#### PROVIDED RECORDS

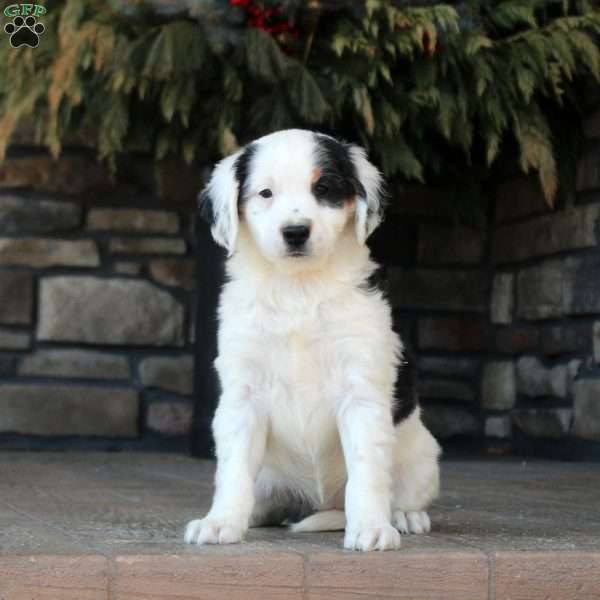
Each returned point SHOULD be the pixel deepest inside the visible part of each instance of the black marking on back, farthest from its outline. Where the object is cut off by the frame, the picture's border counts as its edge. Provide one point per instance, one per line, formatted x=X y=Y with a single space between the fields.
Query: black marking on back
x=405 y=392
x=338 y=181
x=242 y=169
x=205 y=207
* * *
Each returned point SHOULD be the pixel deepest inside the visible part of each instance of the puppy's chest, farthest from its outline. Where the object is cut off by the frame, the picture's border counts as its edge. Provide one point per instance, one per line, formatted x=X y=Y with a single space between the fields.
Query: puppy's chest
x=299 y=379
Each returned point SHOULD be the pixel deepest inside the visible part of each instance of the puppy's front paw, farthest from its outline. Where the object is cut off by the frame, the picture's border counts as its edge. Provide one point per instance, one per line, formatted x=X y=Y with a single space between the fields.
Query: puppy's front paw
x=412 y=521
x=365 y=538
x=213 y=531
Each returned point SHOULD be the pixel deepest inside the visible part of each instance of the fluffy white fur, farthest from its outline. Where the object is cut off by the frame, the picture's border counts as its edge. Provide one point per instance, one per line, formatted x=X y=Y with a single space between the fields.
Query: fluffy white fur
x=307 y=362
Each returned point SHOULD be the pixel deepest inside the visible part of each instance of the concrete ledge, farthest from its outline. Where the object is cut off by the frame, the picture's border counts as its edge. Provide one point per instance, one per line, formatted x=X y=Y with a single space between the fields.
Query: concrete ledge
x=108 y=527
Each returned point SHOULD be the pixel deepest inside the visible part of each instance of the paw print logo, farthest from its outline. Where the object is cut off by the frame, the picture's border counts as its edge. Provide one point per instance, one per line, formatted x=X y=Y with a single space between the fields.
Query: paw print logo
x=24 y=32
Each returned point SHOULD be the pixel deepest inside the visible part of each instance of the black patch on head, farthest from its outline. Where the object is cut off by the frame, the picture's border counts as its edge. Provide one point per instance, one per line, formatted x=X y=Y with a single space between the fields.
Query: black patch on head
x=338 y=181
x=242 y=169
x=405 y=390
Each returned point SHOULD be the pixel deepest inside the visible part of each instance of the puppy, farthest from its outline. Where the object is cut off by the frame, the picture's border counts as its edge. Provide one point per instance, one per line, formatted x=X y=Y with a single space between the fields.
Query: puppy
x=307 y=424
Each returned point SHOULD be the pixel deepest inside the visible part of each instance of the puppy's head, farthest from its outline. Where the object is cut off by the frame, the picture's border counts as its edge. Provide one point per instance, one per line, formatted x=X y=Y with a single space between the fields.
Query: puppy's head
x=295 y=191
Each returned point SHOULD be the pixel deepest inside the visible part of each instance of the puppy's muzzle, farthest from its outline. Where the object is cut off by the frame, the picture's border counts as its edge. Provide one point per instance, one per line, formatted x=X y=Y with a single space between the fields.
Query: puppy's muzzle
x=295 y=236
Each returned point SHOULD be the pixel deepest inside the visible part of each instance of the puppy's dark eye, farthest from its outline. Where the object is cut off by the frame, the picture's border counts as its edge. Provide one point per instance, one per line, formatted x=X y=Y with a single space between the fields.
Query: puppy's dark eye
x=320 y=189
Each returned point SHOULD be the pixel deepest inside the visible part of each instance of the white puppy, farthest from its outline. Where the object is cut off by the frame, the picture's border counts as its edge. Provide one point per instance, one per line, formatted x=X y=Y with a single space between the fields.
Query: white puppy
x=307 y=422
==
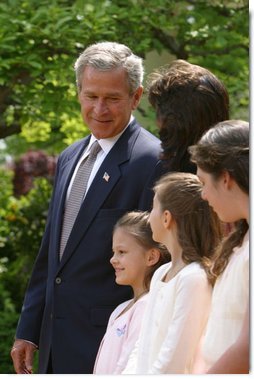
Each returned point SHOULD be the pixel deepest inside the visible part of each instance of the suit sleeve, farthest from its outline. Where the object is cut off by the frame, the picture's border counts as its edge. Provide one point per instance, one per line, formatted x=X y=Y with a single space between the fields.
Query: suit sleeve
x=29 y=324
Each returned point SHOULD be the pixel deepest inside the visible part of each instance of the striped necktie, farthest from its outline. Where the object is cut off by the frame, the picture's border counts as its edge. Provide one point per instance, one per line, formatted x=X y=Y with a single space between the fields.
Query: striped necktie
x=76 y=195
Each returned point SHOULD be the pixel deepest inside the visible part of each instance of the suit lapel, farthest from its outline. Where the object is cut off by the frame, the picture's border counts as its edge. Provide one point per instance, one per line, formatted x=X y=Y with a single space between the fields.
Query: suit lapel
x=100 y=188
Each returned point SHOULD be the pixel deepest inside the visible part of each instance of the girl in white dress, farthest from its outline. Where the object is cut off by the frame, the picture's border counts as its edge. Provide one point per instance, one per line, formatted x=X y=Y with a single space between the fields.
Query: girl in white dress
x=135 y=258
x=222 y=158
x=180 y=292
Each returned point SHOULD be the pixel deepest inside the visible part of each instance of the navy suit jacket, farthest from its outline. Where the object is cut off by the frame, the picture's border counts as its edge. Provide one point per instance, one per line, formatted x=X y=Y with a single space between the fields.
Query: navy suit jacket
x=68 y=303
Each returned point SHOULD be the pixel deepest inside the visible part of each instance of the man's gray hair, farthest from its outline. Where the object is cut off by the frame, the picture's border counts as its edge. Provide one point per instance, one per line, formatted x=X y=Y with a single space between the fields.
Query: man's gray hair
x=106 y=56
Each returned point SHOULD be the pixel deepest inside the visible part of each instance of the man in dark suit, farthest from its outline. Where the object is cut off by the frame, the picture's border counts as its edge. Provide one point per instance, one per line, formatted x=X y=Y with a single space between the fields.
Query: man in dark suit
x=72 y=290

#### AIM
Repeat only the rows from the one containing "puppy's chest, farthest" through the one containing "x=299 y=379", requests included. Multiply each coordinate in the answers by 1.5 and round to whole numbers, with halves going up, but keep the requests and their format samples unchanged.

#### THE COMPLETED TASK
Each returned point SHOULD be the pixel deepest inside the visible part of each instance of the puppy's chest, farthest from its outline. Where the object is cut off by the frame, the picture's border counts as its edge. Provide one point per instance, one per line, formatted x=X y=Y with a single space between the fields.
Query: puppy's chest
x=449 y=569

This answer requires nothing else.